● **Task to complete**
List every line of the material below that contains the word "tank", treating uppercase and lowercase as different.

● **Listed records**

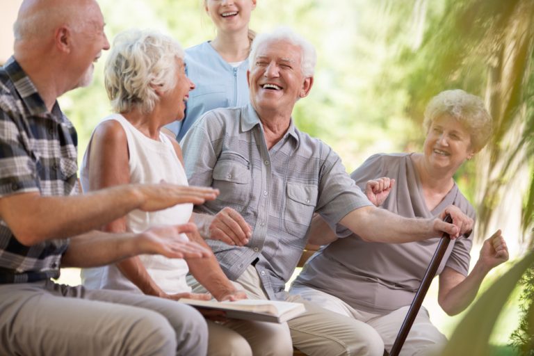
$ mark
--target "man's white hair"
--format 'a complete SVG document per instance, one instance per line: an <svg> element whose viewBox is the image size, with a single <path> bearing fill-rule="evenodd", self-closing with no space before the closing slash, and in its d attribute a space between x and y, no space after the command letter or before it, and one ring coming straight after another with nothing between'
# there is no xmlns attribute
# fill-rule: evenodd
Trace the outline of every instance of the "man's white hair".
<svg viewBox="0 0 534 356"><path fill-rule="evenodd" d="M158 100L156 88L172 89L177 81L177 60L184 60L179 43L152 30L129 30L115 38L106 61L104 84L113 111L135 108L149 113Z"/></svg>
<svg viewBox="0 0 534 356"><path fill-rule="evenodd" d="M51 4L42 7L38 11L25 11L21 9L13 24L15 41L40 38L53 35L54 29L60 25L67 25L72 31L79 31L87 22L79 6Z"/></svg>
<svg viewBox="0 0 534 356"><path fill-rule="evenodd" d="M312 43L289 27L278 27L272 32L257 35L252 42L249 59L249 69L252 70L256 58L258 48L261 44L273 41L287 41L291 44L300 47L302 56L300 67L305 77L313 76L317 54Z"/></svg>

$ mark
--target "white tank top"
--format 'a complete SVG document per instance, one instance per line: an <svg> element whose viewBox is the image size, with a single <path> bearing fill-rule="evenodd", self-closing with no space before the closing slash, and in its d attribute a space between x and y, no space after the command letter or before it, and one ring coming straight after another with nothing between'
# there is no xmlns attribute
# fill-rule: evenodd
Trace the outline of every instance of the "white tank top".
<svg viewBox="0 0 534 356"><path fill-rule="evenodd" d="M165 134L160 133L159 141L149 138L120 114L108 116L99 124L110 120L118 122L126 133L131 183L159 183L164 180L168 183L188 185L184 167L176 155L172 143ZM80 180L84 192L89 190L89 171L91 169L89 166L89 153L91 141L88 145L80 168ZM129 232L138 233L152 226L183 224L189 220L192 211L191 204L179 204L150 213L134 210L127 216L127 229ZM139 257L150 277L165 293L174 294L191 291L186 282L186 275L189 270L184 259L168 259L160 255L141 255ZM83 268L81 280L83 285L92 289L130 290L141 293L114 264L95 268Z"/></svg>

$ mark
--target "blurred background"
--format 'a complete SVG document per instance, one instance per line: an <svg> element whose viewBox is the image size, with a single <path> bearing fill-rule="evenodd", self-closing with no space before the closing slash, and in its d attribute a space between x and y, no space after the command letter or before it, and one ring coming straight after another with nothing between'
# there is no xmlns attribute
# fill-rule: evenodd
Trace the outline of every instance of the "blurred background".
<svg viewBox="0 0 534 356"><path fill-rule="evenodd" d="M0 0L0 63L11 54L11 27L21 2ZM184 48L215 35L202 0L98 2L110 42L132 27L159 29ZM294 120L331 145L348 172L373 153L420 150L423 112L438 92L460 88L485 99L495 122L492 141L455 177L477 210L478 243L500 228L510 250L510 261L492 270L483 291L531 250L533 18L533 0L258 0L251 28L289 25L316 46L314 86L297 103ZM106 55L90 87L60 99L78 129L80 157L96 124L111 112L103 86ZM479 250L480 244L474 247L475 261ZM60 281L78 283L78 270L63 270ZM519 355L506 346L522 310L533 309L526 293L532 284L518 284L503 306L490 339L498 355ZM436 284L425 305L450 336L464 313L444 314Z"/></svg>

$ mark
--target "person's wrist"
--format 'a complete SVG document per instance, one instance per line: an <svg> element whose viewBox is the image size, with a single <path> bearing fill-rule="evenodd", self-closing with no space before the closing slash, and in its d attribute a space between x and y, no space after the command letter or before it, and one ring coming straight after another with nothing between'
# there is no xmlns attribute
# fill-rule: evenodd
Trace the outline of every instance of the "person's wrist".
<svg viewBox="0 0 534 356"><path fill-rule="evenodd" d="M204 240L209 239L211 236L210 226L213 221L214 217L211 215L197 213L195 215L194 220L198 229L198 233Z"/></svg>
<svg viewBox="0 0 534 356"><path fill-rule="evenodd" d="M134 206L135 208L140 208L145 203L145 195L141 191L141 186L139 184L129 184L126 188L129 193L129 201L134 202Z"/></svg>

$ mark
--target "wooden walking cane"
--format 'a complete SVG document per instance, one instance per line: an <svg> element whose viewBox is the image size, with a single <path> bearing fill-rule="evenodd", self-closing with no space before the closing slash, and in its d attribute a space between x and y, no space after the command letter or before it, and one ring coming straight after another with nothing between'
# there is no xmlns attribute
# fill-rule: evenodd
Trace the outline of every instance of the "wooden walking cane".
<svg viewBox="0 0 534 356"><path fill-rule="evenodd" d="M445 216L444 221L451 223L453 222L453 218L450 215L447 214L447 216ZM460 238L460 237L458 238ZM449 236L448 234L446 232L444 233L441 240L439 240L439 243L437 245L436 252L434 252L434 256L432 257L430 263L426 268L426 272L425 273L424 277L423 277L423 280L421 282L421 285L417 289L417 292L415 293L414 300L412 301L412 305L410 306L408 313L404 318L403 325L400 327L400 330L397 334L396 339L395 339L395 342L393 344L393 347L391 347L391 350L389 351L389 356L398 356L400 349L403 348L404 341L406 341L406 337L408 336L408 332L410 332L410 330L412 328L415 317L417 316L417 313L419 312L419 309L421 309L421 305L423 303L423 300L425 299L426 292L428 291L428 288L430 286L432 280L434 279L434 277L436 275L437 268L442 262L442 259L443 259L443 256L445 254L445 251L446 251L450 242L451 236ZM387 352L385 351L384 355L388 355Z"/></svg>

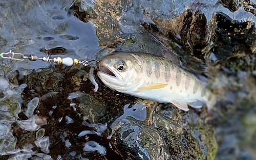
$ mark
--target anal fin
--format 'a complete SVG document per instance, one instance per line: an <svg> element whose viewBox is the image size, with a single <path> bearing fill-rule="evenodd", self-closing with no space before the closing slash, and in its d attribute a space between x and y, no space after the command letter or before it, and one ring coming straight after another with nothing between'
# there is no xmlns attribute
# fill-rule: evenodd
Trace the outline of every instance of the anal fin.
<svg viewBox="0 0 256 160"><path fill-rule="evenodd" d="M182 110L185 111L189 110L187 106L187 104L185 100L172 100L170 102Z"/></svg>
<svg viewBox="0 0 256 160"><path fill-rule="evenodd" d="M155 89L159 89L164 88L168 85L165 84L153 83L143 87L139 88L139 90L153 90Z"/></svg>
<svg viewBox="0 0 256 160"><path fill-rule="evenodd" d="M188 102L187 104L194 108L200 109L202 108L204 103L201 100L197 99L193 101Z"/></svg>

...

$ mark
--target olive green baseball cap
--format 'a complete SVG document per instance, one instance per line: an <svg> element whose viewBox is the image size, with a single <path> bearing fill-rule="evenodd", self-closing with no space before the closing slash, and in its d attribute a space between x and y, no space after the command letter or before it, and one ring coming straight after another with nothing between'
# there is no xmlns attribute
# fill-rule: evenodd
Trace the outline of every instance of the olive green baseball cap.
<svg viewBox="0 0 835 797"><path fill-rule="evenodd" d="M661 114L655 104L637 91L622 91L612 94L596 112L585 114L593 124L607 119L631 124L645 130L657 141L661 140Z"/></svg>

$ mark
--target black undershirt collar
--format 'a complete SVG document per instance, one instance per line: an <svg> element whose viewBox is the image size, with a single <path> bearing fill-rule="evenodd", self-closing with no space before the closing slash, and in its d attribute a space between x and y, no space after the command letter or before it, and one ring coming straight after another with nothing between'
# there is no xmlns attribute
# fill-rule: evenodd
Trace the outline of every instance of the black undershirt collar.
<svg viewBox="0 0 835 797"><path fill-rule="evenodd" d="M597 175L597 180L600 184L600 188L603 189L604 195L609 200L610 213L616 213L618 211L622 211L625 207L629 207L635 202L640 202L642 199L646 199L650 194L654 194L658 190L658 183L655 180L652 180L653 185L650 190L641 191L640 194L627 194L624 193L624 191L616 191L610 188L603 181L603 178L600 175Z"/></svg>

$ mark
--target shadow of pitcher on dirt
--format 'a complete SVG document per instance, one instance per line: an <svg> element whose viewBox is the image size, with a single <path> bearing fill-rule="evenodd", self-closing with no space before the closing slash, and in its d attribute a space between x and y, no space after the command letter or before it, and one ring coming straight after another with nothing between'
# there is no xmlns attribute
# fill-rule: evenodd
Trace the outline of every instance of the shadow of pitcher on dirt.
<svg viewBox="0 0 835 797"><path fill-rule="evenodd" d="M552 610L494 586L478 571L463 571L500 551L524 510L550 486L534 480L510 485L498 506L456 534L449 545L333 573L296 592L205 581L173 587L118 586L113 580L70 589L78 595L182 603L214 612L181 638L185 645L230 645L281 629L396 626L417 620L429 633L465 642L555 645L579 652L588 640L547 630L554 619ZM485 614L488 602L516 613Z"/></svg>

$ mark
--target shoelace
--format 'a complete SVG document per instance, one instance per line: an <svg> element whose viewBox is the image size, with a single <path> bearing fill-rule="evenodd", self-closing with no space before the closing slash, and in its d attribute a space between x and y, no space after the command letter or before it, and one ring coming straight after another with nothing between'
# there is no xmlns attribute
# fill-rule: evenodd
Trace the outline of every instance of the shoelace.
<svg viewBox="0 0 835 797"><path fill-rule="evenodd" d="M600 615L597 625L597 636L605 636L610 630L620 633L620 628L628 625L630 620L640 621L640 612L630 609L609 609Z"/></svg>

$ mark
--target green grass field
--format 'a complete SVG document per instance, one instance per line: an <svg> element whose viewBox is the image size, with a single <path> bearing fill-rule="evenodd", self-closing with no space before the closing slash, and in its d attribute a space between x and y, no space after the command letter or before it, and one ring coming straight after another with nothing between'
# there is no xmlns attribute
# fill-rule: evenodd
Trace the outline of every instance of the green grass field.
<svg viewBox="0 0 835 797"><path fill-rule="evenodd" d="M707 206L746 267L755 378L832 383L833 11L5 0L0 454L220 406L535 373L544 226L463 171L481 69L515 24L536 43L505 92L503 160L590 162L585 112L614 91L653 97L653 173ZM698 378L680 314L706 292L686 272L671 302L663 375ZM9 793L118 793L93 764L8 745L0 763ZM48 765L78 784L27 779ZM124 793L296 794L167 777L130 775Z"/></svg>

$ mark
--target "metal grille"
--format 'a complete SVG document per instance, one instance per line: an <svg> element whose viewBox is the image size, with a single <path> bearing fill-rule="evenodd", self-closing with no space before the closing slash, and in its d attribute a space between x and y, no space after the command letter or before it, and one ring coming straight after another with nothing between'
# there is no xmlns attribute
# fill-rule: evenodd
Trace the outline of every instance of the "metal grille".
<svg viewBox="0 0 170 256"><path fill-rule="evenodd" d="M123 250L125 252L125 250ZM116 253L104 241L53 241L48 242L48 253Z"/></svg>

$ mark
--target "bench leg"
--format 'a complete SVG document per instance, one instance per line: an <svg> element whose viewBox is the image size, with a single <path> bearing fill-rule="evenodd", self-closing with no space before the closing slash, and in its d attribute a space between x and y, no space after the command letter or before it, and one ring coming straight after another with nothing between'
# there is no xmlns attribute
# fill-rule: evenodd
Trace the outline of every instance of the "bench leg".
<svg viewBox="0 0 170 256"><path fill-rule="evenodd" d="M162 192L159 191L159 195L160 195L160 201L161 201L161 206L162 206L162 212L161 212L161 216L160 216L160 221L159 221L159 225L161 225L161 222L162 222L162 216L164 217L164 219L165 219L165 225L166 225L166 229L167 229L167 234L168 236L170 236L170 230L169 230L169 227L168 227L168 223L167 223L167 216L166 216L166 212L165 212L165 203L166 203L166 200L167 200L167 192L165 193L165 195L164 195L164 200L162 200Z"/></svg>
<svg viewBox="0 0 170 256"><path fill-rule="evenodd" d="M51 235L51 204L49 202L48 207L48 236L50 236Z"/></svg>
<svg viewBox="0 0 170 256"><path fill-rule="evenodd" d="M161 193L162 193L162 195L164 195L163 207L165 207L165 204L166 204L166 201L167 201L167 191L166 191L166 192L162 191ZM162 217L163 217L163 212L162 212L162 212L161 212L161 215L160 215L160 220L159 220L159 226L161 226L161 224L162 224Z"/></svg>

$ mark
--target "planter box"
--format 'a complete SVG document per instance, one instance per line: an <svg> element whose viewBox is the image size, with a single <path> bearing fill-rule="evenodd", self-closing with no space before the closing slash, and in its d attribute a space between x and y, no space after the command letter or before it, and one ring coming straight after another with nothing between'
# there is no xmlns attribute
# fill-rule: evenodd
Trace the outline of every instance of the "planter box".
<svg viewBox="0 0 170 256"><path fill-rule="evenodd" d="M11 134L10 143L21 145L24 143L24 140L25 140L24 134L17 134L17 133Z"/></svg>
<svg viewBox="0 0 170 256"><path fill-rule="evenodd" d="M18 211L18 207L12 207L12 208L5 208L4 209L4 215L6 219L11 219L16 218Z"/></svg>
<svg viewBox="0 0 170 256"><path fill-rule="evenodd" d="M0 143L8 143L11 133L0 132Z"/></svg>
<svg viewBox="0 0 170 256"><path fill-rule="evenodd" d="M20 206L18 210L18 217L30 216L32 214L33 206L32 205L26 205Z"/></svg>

● **Output for this task**
--target "white tank top"
Trace the outline of every instance of the "white tank top".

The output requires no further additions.